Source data
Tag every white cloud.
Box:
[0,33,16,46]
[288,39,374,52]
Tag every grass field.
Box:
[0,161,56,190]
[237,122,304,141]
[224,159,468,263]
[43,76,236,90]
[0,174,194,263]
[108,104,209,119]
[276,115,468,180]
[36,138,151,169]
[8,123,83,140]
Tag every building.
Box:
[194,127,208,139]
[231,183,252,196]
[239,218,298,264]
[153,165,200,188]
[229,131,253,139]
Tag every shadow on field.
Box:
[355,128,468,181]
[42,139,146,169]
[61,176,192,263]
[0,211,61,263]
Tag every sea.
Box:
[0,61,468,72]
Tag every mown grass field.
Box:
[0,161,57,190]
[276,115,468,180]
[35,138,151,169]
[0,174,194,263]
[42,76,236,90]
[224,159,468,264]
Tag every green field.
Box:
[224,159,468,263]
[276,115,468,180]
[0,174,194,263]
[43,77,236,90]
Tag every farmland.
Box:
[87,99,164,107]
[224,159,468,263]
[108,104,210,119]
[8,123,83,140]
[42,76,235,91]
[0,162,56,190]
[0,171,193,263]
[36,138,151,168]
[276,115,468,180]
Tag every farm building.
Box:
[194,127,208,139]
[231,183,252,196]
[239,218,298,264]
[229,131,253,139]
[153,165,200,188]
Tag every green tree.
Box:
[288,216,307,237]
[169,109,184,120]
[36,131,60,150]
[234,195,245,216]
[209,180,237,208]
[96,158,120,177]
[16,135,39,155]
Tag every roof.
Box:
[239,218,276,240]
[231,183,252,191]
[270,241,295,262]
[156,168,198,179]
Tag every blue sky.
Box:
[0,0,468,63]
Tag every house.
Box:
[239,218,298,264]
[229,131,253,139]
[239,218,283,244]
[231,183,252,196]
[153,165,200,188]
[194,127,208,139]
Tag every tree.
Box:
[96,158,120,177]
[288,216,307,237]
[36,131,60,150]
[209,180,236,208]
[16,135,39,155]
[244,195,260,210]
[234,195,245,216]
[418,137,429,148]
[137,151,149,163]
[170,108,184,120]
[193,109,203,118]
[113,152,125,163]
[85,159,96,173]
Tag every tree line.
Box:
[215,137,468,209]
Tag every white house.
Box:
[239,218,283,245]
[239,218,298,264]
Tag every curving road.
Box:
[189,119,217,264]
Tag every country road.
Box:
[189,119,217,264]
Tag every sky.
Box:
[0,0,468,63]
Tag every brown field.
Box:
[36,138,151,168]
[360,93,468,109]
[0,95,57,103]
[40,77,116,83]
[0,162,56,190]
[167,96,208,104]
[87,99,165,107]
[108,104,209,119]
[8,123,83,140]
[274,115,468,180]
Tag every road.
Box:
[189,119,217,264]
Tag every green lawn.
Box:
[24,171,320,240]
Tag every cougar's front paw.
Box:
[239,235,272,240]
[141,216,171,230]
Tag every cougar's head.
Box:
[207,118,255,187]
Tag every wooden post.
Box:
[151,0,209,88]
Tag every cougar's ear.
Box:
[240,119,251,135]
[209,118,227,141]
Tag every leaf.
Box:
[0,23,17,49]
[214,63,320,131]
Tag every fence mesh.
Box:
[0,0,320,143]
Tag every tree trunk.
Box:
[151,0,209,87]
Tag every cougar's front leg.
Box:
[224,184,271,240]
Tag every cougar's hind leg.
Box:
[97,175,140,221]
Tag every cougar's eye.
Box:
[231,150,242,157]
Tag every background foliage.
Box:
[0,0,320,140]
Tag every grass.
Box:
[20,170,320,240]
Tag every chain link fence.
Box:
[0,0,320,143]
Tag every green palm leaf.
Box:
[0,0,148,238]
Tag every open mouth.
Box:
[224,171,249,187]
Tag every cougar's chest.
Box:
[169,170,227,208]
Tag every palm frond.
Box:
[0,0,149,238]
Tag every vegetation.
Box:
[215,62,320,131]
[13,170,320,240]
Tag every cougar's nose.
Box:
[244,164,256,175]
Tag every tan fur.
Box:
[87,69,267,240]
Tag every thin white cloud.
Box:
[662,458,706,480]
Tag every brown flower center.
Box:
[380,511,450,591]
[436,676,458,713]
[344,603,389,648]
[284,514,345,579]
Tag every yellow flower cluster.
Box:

▶ [Stated problem] Rewrite the records starting at the line that contains "Tag every house." and ending at the line that contains "[87,69,267,240]", keeping each request line and raising every box coordinate by 27.

▶ [Solution for this task]
Tag every house.
Box:
[266,245,325,291]
[256,158,280,166]
[266,245,310,271]
[258,210,279,223]
[180,192,227,215]
[221,154,235,166]
Tag every tree.
Box:
[123,185,147,204]
[315,243,334,264]
[63,158,87,177]
[236,207,263,235]
[43,162,66,182]
[271,222,287,237]
[261,222,272,243]
[445,164,456,175]
[164,178,176,190]
[197,135,211,147]
[220,136,230,145]
[140,179,152,190]
[112,186,123,200]
Tag every tree line.
Box:
[242,164,495,236]
Tag every white house.
Box:
[266,245,310,272]
[266,245,325,291]
Tag every curving road.
Box:
[216,146,244,291]
Tag every country road.
Box:
[216,146,244,291]
Tag every sky.
Box:
[27,27,495,90]
Tag every brown field.
Box:
[63,165,178,195]
[387,120,495,136]
[27,122,84,130]
[67,104,143,110]
[27,189,83,217]
[194,123,235,131]
[114,126,192,134]
[135,131,236,146]
[35,150,110,167]
[301,142,495,207]
Tag every road.
Box:
[216,146,244,291]
Tag every green lawn.
Box:
[51,198,347,267]
Tag every cougar's front paw.
Box:
[266,262,299,267]
[168,243,198,257]
Tag every cougar's head.
Box:
[234,145,282,214]
Tag every wooden post.
Box:
[178,27,236,115]
Tag every cougar's ear.
Box:
[267,146,278,162]
[236,145,254,168]
Tag every leaf.
Box:
[27,50,44,76]
[241,90,347,158]
Tag every fence mesh.
Box:
[27,27,347,170]
Tag every tree trunk.
Box:
[178,27,236,114]
Tag every cougar's front leg.
Box:
[251,211,298,267]
Tag every cougar's hind leg.
Box:
[124,202,167,248]
Tag every cougar's eye.
Box:
[258,177,269,184]
Tag every background foliage.
Box:
[27,27,347,167]
Tag every grass.
Box:
[47,197,347,267]
Tag every chain link fence.
Box:
[27,27,347,170]
Tag every green palm leaf.
Box:
[27,27,175,265]
Tag every open mouth.
Box:
[251,198,276,214]
Tag every cougar's chest.
Box:
[196,197,254,235]
Tag every palm frond.
Box:
[27,27,176,265]
Tag every vegetation.
Box:
[242,89,347,158]
[40,197,347,267]
Tag every cougar's nose.
Box:
[271,191,283,202]
Tag every tan fur.
Box:
[114,96,294,267]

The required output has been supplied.